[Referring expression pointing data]
..........

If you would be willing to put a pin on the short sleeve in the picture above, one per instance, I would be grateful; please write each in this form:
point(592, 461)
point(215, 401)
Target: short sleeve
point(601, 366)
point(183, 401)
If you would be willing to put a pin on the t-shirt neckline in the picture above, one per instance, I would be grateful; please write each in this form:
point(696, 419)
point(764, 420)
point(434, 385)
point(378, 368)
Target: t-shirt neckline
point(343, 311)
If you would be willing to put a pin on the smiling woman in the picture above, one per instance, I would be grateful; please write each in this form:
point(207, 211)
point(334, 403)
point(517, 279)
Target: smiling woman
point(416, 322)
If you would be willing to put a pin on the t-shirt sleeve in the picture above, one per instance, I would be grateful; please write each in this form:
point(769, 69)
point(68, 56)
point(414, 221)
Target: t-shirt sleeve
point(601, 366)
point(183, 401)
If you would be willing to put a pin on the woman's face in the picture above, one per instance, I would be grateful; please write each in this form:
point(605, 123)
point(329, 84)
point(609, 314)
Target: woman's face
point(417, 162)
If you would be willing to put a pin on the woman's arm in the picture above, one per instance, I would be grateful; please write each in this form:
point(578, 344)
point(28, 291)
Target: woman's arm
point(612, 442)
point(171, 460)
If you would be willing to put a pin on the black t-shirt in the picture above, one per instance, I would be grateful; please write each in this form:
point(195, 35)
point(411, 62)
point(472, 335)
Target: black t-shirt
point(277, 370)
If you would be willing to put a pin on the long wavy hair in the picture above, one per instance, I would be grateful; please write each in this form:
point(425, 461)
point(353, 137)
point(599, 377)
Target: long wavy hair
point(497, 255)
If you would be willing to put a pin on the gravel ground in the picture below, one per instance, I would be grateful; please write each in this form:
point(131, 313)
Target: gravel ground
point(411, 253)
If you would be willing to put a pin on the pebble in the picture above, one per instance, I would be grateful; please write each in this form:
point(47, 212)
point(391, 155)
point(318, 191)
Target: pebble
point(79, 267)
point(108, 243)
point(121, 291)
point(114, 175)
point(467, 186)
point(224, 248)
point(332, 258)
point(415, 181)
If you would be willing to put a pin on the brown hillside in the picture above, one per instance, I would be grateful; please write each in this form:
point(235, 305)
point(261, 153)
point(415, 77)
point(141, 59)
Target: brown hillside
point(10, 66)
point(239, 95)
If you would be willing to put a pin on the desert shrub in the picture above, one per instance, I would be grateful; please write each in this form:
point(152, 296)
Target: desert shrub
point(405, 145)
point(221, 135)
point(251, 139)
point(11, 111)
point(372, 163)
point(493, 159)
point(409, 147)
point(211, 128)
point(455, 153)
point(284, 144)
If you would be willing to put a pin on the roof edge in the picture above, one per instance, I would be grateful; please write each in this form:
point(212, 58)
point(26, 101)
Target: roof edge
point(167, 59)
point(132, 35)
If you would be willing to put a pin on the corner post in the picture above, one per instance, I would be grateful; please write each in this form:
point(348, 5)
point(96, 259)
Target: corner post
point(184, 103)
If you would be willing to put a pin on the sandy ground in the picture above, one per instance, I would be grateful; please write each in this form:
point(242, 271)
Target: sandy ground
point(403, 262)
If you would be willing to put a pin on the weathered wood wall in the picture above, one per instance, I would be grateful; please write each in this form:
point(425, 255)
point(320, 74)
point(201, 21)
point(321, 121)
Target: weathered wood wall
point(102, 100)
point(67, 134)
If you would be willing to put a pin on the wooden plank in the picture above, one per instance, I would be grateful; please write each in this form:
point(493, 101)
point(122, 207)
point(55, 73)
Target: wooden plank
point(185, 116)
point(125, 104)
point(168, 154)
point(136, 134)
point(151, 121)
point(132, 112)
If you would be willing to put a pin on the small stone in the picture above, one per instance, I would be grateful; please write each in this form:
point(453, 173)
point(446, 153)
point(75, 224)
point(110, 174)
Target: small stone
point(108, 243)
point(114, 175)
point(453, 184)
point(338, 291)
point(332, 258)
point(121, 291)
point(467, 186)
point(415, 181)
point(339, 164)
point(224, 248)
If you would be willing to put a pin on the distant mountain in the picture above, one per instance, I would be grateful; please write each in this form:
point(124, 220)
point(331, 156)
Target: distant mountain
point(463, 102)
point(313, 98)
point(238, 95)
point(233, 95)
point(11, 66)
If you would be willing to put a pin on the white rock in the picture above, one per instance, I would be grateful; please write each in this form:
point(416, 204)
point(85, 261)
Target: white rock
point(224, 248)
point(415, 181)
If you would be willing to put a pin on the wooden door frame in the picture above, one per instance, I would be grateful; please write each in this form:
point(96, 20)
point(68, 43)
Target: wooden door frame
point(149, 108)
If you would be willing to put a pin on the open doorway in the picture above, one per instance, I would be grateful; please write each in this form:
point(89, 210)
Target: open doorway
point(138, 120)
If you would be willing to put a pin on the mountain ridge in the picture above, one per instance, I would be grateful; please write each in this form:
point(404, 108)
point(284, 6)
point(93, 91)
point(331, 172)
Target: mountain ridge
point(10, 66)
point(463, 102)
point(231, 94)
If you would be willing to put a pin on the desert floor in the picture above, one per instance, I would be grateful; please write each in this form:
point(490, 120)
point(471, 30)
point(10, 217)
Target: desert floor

..........

_Directions_:
Each line in the data is to be written out precisely.

_Answer to this exercise_:
If you would be willing to put a pin on the short sleeve in the picture above, one per instance, I would be grateful; please write each in this form:
point(592, 461)
point(215, 401)
Target: short sleeve
point(601, 366)
point(183, 401)
If you would be willing to put a pin on the t-shirt neckline in the picture above, one per instance, I would be grateful; please write each in this form:
point(696, 419)
point(764, 420)
point(434, 385)
point(378, 368)
Target: t-shirt neckline
point(343, 311)
If you would be willing to put a pin on the smiling woman in the picture above, one per instance, I would be grateful; please write each in this form:
point(207, 211)
point(334, 403)
point(517, 279)
Target: smiling woman
point(416, 322)
If you would be willing to put a pin on the t-shirt sleeve in the picture above, one per instance, I would be grateful; please write each in this form:
point(769, 69)
point(68, 56)
point(414, 221)
Target: t-shirt sleeve
point(601, 366)
point(183, 401)
If you would be willing to put a pin on the woman's face in the picture above, one per instance, I would be grateful; please write each in this form:
point(605, 123)
point(329, 84)
point(609, 314)
Target: woman's face
point(417, 162)
If you would be willing to put a pin on the woman's arm in the picture above, one per instance, I would be grateful; please write each in this form:
point(578, 344)
point(28, 291)
Target: woman's arm
point(612, 442)
point(171, 460)
If you would be willing to put a pin on the black t-shirt in the picture above, one per instance, I would be grateful; please write each in this form:
point(195, 35)
point(411, 62)
point(472, 335)
Target: black t-shirt
point(277, 370)
If you would be willing to put a pin on the long wavy hair in the picture above, one per instance, I would be grateful; please write each in this form:
point(425, 461)
point(353, 137)
point(599, 377)
Target: long wavy hair
point(497, 255)
If you would be willing to put a pin on the gravel ground in the picture below, one per instance, I would be grateful; please write each in this form:
point(131, 313)
Target: gravel ground
point(411, 253)
If you would be willing to put a pin on the pebble in the picture above, one per instance, I would be grateful; please write each in this form:
point(47, 212)
point(391, 155)
point(318, 191)
Target: pebble
point(79, 267)
point(108, 243)
point(121, 291)
point(114, 175)
point(467, 186)
point(224, 248)
point(332, 258)
point(415, 181)
If you would be willing to put a pin on the brown hillside in the picture above, one per instance, I would be grateful; please write each in this form:
point(235, 305)
point(261, 153)
point(415, 77)
point(141, 59)
Target: brown hillside
point(10, 66)
point(239, 95)
If you would be willing to put a pin on the desert shrub in the picture above, one per instance, I would be grateful; please write each in this form:
point(152, 296)
Target: desert shrub
point(405, 145)
point(221, 135)
point(251, 139)
point(11, 111)
point(372, 163)
point(493, 159)
point(409, 147)
point(211, 128)
point(455, 153)
point(284, 144)
If you would be willing to put a pin on the roof edge in the picture above, one per instance, I would be grateful; please write each in this form:
point(212, 58)
point(26, 101)
Target: roof edge
point(167, 59)
point(132, 35)
If you would be willing to put a pin on the corner post in the picture above, one per instance, I would be grateful; please write each in this form:
point(348, 5)
point(96, 259)
Target: corner post
point(184, 103)
If you would be willing to put a pin on the sandy ground in the picture above, one per instance, I would be grateful; please write each in this form:
point(242, 271)
Target: sandy ground
point(403, 262)
If you would be willing to put a pin on the weathered wood wall in the picture above, one per instance, I would be grateful; please write each in this form:
point(425, 255)
point(320, 74)
point(201, 21)
point(321, 121)
Target: weathered wood wall
point(102, 100)
point(67, 134)
If you would be willing to put a pin on the wooden plank in the picture above, one per instance, I would be grateful; please write each in this form:
point(493, 101)
point(122, 207)
point(55, 73)
Target: wooden plank
point(185, 116)
point(125, 104)
point(168, 154)
point(136, 134)
point(151, 121)
point(132, 112)
If you would be willing to put a pin on the small stone in the picture above, one per instance, I would be grateful; please write each in this form:
point(453, 173)
point(446, 153)
point(75, 224)
point(110, 174)
Target: small stone
point(108, 243)
point(114, 175)
point(453, 184)
point(338, 291)
point(332, 258)
point(121, 291)
point(467, 186)
point(415, 181)
point(339, 164)
point(224, 248)
If you would be willing to put a pin on the distant mountain in the picture above, one per instance, I would be grateful; please write each in this form:
point(124, 220)
point(331, 156)
Target: distant mountain
point(463, 102)
point(313, 98)
point(238, 95)
point(233, 95)
point(11, 66)
If you would be willing to put a pin on the white rock in the picture above, one per instance, I would be grateful; please write each in this form:
point(416, 204)
point(85, 261)
Target: white rock
point(224, 248)
point(415, 181)
If you would be willing to put a pin on the wooden door frame in the picture above, one per instance, I would be grateful; please write each in this form:
point(96, 20)
point(68, 43)
Target: wooden door frame
point(149, 108)
If you would be willing to put a pin on the open doorway in the picture above, one per instance, I would be grateful; please write each in this form:
point(89, 210)
Target: open doorway
point(138, 120)
If you would be willing to put a pin on the mountain ridge in the picture above, one per instance, I would be grateful; please write each in this form:
point(404, 108)
point(284, 6)
point(93, 91)
point(331, 172)
Target: mountain ridge
point(10, 66)
point(463, 102)
point(231, 94)
If you would be willing to put a pin on the desert floor in the picture above, one per instance, I would be grateful; please write each in this form:
point(490, 120)
point(471, 30)
point(10, 217)
Target: desert floor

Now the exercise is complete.